* _Aufgabe 1_
Übertrage bitte aus den Einträgen alles ab der Zeile mit „Would you mind tagging the distant“ bis zum Ende der Einträge wortgetreu, beide Grenzen eingeschlossen. Die Bilder gehören nicht in die Antwort.

Der Bundestag hat am Mittwoch, 21. Juni 2017, der Verlegung des Bundeswehrkontingents vom türkischen Incirlik in das jordanische Al Azraq zugestimmt. In namentlicher Abstimmung nahm er einen Antrag von CDU/CSU und SPD (18/12779) mit 458 Ja-Stimmen bei 85 Gegenstimmen und 23 Enthaltungen an. Den gemeinsamen Antrag von Linksfraktion und Bündnis 90/Die Grünen (18/12372), in dem der sofortige Abzug der Bundeswehr aus Incirlik gefordert wird, lehnte er auf Empfehlung des Auswärtigen Ausschusses (18/12817) mit 457 Stimmen bei 109 Gegenstimmen ab.
„Bundeswehr ist Parlamentsarmee“
In ihrem Antrag bedauern die Koalitionsfraktionen es, dass die Voraussetzung zur weiteren Stationierung der Bundeswehr in Incirlik nicht gegeben sei. „Die Bundeswehr ist eine Parlamentsarmee, die der Kontrolle des Bundestages unterliegt“, schreiben sie. Zur Erfüllung seiner verfassungsgemäßen Aufgaben müsse der Besuch von Mitgliedern des Bundestages bei im Auslandseinsatz stationierten Soldaten und grundsätzlich möglich sein. Dieses Besuchsrecht hatte die türkische Regierung jedoch verweigert, nachdem Deutschland türkischen Soldaten Asyl gewehrt hatte.
SPD: Einmaliger Vorgang
Dass die Bundeswehr aus einem laufenden Einsatz Soldaten aus einem Nato-Mitgliedsland abziehen müsse, bezeichnete der außenpolitische Sprecher der SPD-Fraktion, Niels Annen, als einen „einmaligen Vorgang“. Die Beziehungen zur Türkei seien damit auf ihrem vorläufigen Tiefpunkt angekommen. Dennoch sei die Abzugsentscheidung „richtig und überfällig“. Einen Grund zur Genugtuung gebe es jedoch nicht, dafür seien die Beziehungen zur Türkei zu wichtig.

* _Aufgabe 2_
Übersetze aus dem Text den Satz „Die Beziehungen zur Türkei seien damit auf ihrem vorläufigen Tiefpunkt angekommen.“ ins Englische.

* _Inhalt der Einträge_
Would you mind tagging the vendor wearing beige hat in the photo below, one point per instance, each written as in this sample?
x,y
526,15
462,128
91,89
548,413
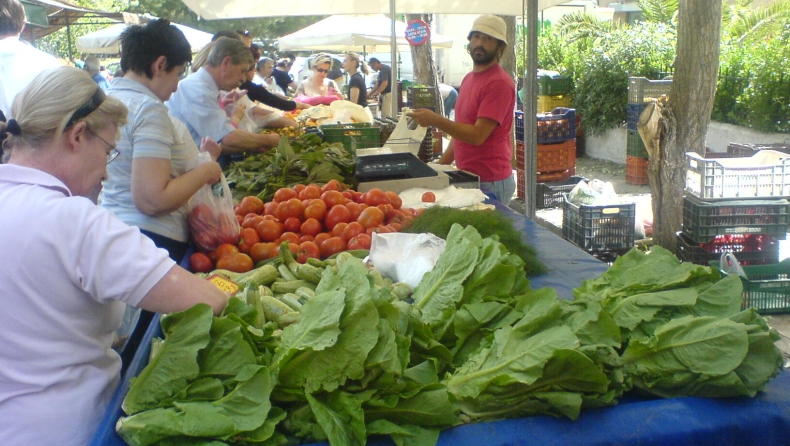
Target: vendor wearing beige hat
x,y
483,114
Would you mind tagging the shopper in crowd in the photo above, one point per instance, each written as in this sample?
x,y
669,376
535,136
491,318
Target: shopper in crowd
x,y
195,102
19,62
93,66
66,285
382,89
484,113
157,172
281,76
357,92
318,84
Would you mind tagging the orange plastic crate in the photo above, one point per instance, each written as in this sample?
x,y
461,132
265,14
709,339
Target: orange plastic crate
x,y
636,170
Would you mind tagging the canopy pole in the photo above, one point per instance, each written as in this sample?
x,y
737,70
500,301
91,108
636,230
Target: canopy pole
x,y
395,100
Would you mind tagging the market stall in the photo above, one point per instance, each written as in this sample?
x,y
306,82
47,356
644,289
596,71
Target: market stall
x,y
760,420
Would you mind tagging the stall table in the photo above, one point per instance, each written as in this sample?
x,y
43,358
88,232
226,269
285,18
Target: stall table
x,y
688,421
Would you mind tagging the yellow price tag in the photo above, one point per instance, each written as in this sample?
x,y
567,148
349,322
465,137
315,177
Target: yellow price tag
x,y
224,284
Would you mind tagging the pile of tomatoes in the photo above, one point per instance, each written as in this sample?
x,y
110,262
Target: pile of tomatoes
x,y
316,221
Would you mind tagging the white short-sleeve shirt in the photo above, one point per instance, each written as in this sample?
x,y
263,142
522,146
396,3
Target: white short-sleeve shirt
x,y
67,267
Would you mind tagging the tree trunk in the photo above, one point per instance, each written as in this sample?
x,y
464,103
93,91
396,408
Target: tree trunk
x,y
424,65
684,120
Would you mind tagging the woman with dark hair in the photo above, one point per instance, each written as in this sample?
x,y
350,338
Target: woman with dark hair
x,y
156,175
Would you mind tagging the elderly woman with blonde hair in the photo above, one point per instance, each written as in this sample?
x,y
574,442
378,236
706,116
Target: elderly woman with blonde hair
x,y
71,266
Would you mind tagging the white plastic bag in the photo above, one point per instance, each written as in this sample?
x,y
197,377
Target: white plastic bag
x,y
405,257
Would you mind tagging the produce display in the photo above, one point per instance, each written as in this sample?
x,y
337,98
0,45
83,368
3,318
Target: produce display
x,y
349,354
318,222
305,159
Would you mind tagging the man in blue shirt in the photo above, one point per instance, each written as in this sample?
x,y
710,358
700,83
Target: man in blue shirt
x,y
196,102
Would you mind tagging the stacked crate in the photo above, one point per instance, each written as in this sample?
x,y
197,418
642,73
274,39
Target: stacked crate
x,y
641,91
734,204
556,151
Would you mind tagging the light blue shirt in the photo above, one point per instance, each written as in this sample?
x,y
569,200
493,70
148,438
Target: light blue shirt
x,y
148,133
196,104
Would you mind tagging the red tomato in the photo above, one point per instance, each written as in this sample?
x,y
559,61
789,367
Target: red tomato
x,y
352,230
332,246
238,263
306,251
395,199
371,217
361,241
284,194
200,263
338,214
337,231
269,230
292,224
332,198
262,251
311,226
375,197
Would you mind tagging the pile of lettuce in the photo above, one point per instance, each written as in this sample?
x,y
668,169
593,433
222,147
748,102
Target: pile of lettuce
x,y
474,342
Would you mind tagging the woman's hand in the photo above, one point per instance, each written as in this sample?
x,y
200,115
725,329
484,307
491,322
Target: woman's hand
x,y
211,146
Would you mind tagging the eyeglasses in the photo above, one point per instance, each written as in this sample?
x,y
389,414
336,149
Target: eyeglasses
x,y
113,153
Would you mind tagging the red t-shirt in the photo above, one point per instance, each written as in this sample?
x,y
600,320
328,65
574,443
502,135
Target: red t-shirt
x,y
488,94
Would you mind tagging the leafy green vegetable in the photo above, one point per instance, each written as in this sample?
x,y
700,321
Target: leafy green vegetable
x,y
438,220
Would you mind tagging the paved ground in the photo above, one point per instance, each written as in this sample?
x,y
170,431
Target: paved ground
x,y
615,173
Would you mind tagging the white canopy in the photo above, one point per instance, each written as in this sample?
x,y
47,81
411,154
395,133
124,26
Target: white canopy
x,y
235,9
370,33
108,40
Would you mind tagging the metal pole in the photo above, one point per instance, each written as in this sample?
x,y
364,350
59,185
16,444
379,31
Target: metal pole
x,y
530,110
393,61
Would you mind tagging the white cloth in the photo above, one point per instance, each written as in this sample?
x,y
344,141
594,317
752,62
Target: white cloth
x,y
66,269
196,104
19,64
149,133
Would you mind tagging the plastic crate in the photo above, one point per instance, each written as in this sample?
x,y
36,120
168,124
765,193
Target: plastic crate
x,y
599,227
557,126
740,150
641,89
765,174
519,125
703,221
364,135
549,103
766,288
554,86
744,249
421,97
556,157
633,114
549,195
634,145
636,170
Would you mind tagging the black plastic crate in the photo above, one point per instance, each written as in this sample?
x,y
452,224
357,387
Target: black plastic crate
x,y
704,220
633,114
599,227
766,287
549,195
691,251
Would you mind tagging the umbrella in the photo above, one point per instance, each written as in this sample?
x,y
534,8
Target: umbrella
x,y
108,40
366,33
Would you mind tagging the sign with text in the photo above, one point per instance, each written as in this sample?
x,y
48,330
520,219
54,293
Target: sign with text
x,y
417,32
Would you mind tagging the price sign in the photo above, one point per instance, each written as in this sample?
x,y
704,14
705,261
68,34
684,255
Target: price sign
x,y
224,284
417,32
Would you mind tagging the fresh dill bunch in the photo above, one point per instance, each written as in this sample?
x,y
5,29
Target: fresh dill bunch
x,y
438,219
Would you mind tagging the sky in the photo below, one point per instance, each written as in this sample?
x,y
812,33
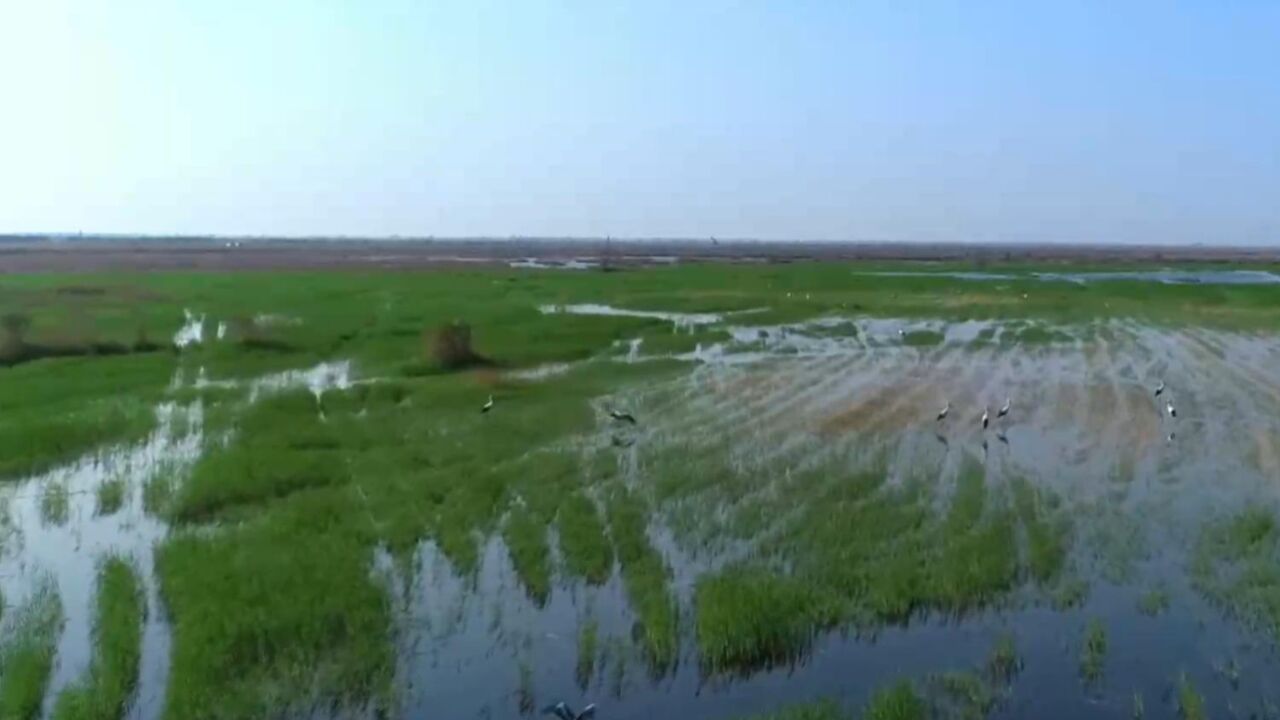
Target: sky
x,y
929,122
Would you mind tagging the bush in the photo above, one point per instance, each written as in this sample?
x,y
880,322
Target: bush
x,y
451,346
13,340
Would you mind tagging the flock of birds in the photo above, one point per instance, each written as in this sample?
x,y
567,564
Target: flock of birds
x,y
1004,413
620,415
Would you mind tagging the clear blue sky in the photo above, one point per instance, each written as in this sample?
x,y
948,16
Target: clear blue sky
x,y
1115,122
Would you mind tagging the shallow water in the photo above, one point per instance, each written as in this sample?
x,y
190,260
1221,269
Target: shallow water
x,y
1164,277
1084,424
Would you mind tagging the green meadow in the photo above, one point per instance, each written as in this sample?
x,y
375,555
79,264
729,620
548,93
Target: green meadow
x,y
736,528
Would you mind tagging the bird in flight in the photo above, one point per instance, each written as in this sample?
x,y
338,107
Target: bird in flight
x,y
1005,409
565,712
621,415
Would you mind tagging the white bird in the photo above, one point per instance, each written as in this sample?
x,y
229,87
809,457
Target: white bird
x,y
622,415
565,712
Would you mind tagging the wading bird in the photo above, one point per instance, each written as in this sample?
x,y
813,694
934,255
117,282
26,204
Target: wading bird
x,y
563,711
621,415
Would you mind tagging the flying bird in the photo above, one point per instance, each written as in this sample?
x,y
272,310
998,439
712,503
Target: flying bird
x,y
1005,409
622,415
565,712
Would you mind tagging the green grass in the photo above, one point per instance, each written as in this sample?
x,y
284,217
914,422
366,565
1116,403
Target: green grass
x,y
27,655
647,579
268,574
896,702
1237,564
273,614
1004,664
118,615
54,504
110,496
1191,703
1046,538
526,542
749,618
588,642
1093,652
588,552
1153,602
60,409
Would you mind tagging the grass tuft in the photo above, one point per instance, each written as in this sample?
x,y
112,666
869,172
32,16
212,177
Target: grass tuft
x,y
27,655
113,673
1093,654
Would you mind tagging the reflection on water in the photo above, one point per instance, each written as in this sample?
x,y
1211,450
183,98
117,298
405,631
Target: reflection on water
x,y
1164,277
772,402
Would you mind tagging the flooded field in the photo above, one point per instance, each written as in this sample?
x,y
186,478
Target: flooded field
x,y
713,511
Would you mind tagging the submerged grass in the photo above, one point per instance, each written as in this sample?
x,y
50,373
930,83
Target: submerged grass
x,y
588,552
526,542
1191,703
1093,652
27,655
113,673
110,496
749,618
588,641
647,580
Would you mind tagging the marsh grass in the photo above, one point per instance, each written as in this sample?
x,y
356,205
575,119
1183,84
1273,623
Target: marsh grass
x,y
27,655
1191,703
1237,565
275,614
1153,602
54,504
897,702
526,543
1004,664
1093,652
1046,538
584,545
588,642
56,410
647,579
118,615
110,495
749,618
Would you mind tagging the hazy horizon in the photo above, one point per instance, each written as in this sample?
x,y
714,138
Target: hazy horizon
x,y
1144,123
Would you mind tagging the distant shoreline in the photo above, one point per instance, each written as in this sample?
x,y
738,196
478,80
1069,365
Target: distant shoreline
x,y
32,254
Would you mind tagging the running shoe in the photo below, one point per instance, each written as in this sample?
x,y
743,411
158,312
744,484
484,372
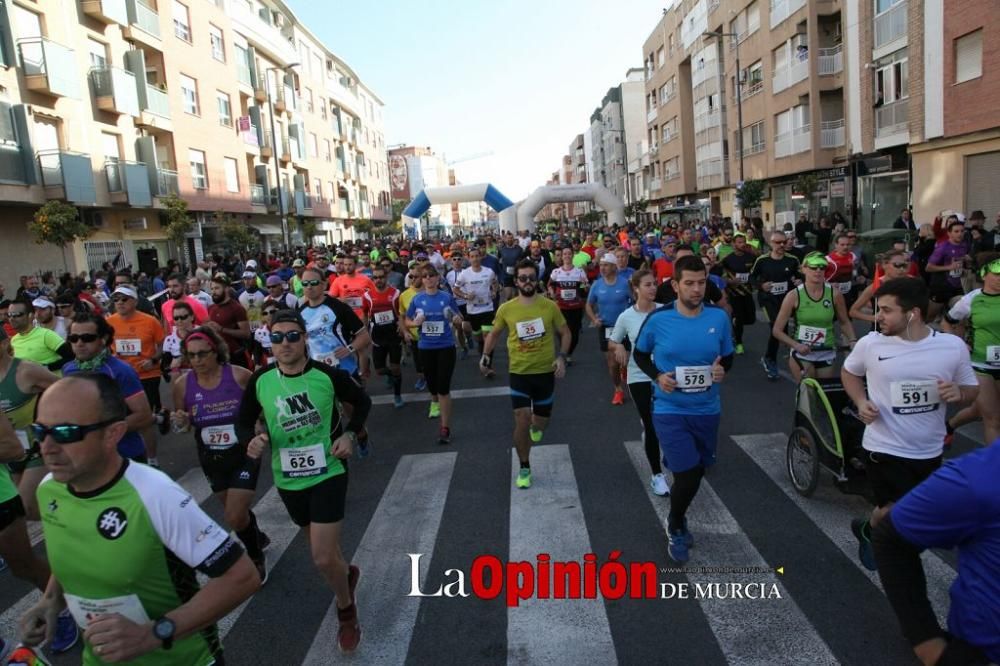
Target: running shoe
x,y
524,478
862,530
659,485
67,633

* _Ergebnis 1_
Would you mind tagging the distant shoreline in the photo above, one point per instance, each written as in this sample?
x,y
738,196
478,80
1069,365
Target: distant shoreline
x,y
32,254
Would you mind tagging the running shoe in the photo below, one point per instance, each written as in this sample?
x,y
743,411
158,312
744,484
484,372
Target: running shoe
x,y
524,478
862,530
659,485
67,633

* _Ergebnis 2_
With that, relations with Turkey had reached their lowest point so far.